Scan the lines below for the string "white" and copy every one that has it.
Dataset records section start
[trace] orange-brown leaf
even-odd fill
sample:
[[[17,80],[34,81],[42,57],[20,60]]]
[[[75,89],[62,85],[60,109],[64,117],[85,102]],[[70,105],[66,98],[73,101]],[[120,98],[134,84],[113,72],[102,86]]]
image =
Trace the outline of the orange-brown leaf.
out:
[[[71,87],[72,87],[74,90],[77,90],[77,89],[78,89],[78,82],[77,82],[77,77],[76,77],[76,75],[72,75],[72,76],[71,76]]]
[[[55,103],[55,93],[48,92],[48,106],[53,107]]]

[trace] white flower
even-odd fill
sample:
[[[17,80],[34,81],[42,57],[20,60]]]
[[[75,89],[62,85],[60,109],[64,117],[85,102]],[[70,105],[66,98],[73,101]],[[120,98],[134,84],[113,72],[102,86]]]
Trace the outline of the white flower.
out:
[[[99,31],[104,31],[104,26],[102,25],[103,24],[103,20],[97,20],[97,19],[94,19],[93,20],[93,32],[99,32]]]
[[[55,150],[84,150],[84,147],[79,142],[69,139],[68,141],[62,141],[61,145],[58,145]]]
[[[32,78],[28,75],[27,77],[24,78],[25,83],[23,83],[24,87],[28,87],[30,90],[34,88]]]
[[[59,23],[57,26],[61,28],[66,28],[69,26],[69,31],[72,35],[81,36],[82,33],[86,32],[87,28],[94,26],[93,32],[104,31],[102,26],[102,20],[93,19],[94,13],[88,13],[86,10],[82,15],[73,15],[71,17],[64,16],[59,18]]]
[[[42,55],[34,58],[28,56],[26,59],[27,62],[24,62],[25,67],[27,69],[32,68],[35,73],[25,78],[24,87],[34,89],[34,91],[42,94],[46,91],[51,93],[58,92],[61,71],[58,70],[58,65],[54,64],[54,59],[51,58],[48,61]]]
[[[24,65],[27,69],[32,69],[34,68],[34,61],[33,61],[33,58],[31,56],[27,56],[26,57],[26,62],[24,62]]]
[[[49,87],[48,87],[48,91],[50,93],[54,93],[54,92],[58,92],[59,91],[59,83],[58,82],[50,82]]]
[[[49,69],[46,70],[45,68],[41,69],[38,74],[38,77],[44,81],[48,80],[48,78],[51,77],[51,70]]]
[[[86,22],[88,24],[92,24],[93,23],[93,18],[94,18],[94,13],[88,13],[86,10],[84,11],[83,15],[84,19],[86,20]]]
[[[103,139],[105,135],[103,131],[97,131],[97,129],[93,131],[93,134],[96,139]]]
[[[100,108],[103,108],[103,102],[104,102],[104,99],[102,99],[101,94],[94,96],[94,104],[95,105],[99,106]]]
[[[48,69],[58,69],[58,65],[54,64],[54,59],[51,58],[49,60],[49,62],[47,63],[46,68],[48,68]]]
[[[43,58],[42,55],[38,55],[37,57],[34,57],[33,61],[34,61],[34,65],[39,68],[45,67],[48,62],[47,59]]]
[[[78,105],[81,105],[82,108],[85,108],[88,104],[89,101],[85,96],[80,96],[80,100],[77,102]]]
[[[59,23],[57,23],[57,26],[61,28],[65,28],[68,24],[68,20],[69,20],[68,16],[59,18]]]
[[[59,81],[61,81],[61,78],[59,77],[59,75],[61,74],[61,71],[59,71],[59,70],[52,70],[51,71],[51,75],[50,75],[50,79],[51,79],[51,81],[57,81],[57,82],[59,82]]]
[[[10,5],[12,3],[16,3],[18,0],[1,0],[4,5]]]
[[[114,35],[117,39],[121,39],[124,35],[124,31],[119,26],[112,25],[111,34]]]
Dataset records section end
== Exercise result ==
[trace] white flower
Trace the outline of the white flower.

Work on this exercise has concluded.